§ **Exercise description**
Your task is to print all of the data word for word.

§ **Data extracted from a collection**
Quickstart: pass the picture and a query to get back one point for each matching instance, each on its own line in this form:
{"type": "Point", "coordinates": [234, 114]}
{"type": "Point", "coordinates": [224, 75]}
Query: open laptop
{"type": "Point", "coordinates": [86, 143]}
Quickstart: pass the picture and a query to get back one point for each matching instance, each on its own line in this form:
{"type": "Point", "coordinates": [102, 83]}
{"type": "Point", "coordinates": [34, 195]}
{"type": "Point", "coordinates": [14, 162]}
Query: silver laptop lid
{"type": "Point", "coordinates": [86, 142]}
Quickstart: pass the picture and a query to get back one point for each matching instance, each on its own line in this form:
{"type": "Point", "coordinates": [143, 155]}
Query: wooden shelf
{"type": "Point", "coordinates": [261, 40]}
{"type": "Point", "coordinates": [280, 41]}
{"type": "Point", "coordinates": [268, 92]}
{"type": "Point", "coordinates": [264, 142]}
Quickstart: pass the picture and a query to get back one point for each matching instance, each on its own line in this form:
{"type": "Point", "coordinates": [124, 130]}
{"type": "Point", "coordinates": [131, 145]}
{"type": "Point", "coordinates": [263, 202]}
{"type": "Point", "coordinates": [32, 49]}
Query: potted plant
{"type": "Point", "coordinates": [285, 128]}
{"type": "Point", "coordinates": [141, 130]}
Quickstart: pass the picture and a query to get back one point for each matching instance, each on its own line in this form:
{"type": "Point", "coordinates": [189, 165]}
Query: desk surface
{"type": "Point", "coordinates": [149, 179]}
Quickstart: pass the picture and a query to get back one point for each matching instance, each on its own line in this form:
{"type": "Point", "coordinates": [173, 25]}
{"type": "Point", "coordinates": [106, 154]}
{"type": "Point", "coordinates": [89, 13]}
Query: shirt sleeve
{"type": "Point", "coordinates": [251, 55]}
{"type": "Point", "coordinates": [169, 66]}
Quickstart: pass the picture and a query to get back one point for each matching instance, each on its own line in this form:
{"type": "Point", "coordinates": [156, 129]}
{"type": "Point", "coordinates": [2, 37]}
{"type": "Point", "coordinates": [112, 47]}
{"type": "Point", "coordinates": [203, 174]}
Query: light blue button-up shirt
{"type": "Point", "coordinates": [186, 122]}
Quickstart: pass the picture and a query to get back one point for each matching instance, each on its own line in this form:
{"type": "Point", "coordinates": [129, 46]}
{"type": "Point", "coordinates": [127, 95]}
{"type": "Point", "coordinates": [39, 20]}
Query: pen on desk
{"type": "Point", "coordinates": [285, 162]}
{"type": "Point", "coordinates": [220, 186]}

§ **Exercise output**
Quickstart: pass the picture and a query to get back one point for each matching instance, each on its own line in this form:
{"type": "Point", "coordinates": [234, 114]}
{"type": "Point", "coordinates": [224, 75]}
Query: open laptop
{"type": "Point", "coordinates": [86, 143]}
Quickstart: pass the picture and a query to get back one point for each matching instance, each on its own line in this form:
{"type": "Point", "coordinates": [102, 83]}
{"type": "Point", "coordinates": [34, 195]}
{"type": "Point", "coordinates": [14, 162]}
Query: silver laptop lid
{"type": "Point", "coordinates": [86, 142]}
Quickstart: pass the picture and a query to get back one point for each matching instance, each on its own line in this form:
{"type": "Point", "coordinates": [143, 155]}
Query: wooden shelf
{"type": "Point", "coordinates": [261, 40]}
{"type": "Point", "coordinates": [280, 41]}
{"type": "Point", "coordinates": [268, 92]}
{"type": "Point", "coordinates": [264, 142]}
Quickstart: pass the picture and a query to get back one point for each matching instance, each on its own line in this form:
{"type": "Point", "coordinates": [124, 130]}
{"type": "Point", "coordinates": [131, 145]}
{"type": "Point", "coordinates": [263, 202]}
{"type": "Point", "coordinates": [32, 49]}
Query: potted plant
{"type": "Point", "coordinates": [285, 128]}
{"type": "Point", "coordinates": [141, 130]}
Quickstart: pass the picture and a query to get back one point for each matching instance, each on its own line in this form:
{"type": "Point", "coordinates": [189, 165]}
Query: desk surface
{"type": "Point", "coordinates": [149, 179]}
Quickstart: pass the picture and a query to get back one point for each matching instance, each on its own line in this form:
{"type": "Point", "coordinates": [173, 25]}
{"type": "Point", "coordinates": [106, 154]}
{"type": "Point", "coordinates": [89, 13]}
Query: shirt sleeve
{"type": "Point", "coordinates": [251, 55]}
{"type": "Point", "coordinates": [169, 66]}
Quickstart: pass the picture and a query to get back one point for each matching instance, each on its own line in this form:
{"type": "Point", "coordinates": [156, 129]}
{"type": "Point", "coordinates": [2, 37]}
{"type": "Point", "coordinates": [112, 47]}
{"type": "Point", "coordinates": [203, 174]}
Query: light blue button-up shirt
{"type": "Point", "coordinates": [186, 122]}
Quickstart: pass the picture and a query to get back one point for each matching instance, each on its own line in this form:
{"type": "Point", "coordinates": [129, 46]}
{"type": "Point", "coordinates": [127, 95]}
{"type": "Point", "coordinates": [39, 20]}
Query: pen on desk
{"type": "Point", "coordinates": [285, 162]}
{"type": "Point", "coordinates": [220, 186]}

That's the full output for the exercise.